■ **ASSIGNMENT**: Reproduce the data below, substituting "coarse mask" for every occurrence of "rough mask" and leaving everything else unchanged.

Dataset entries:
▽
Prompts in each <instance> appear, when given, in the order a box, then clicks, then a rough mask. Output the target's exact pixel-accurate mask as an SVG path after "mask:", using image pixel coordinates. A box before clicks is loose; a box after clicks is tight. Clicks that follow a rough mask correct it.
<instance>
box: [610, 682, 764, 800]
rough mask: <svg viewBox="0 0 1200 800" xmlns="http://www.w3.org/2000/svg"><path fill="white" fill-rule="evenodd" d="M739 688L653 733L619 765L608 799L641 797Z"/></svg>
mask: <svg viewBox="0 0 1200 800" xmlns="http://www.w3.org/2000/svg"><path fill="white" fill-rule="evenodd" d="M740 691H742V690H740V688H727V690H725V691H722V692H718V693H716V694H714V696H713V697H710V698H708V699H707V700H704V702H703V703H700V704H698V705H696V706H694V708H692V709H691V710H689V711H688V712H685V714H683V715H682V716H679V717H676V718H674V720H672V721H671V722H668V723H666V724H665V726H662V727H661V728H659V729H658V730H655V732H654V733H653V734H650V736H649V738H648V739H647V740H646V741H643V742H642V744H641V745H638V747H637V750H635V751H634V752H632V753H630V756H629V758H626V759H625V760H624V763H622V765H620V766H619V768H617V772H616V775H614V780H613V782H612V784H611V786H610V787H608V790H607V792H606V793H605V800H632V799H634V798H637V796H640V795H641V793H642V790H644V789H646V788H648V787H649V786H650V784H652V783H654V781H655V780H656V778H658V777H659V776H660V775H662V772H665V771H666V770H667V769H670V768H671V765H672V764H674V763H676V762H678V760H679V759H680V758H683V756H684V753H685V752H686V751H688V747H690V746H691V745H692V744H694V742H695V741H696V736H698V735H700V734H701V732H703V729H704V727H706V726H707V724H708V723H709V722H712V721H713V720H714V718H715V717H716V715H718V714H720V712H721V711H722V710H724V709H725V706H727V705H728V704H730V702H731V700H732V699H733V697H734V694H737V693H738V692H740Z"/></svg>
△
■ **OUTPUT OF THE EXERCISE**:
Prompts in each <instance> appear, when given, in the order a box, then clicks, then a coarse mask. Output the target's exact pixel-accurate mask as an SVG path after "mask:", using image pixel coordinates. A box before clicks is loose; a box after clicks is tight. Clicks that follow a coarse mask correct it.
<instance>
box: [610, 682, 764, 800]
coarse mask: <svg viewBox="0 0 1200 800" xmlns="http://www.w3.org/2000/svg"><path fill="white" fill-rule="evenodd" d="M739 688L653 733L619 765L608 799L641 797Z"/></svg>
mask: <svg viewBox="0 0 1200 800" xmlns="http://www.w3.org/2000/svg"><path fill="white" fill-rule="evenodd" d="M740 691H742V690H740V688H727V690H725V691H722V692H718V693H716V694H714V696H713V697H710V698H708V699H707V700H704V702H703V703H700V704H698V705H696V706H694V708H692V709H691V710H689V711H688V712H685V714H683V715H682V716H679V717H676V718H674V720H672V721H671V722H668V723H666V724H665V726H662V727H661V728H659V729H658V730H655V732H654V733H653V734H650V736H649V738H648V739H647V740H646V741H643V742H642V744H641V745H638V747H637V750H635V751H634V752H632V753H630V756H629V758H626V759H625V760H624V763H622V765H620V766H619V768H617V772H616V775H614V780H613V782H612V784H611V786H610V787H608V790H607V792H606V793H605V800H632V799H634V798H637V796H640V795H641V793H642V790H644V789H646V788H648V787H649V786H650V784H652V783H654V781H655V780H656V778H658V777H659V776H660V775H662V772H665V771H666V770H667V769H670V768H671V765H672V764H674V763H676V762H678V760H679V759H680V758H683V756H684V753H685V752H686V751H688V747H690V746H691V745H692V744H694V742H695V741H696V736H698V735H700V734H701V732H703V729H704V727H706V726H707V724H708V723H709V722H712V721H713V720H714V718H715V717H716V715H718V714H720V712H721V711H722V710H724V709H725V706H727V705H728V704H730V702H731V700H732V699H733V697H734V694H737V693H738V692H740Z"/></svg>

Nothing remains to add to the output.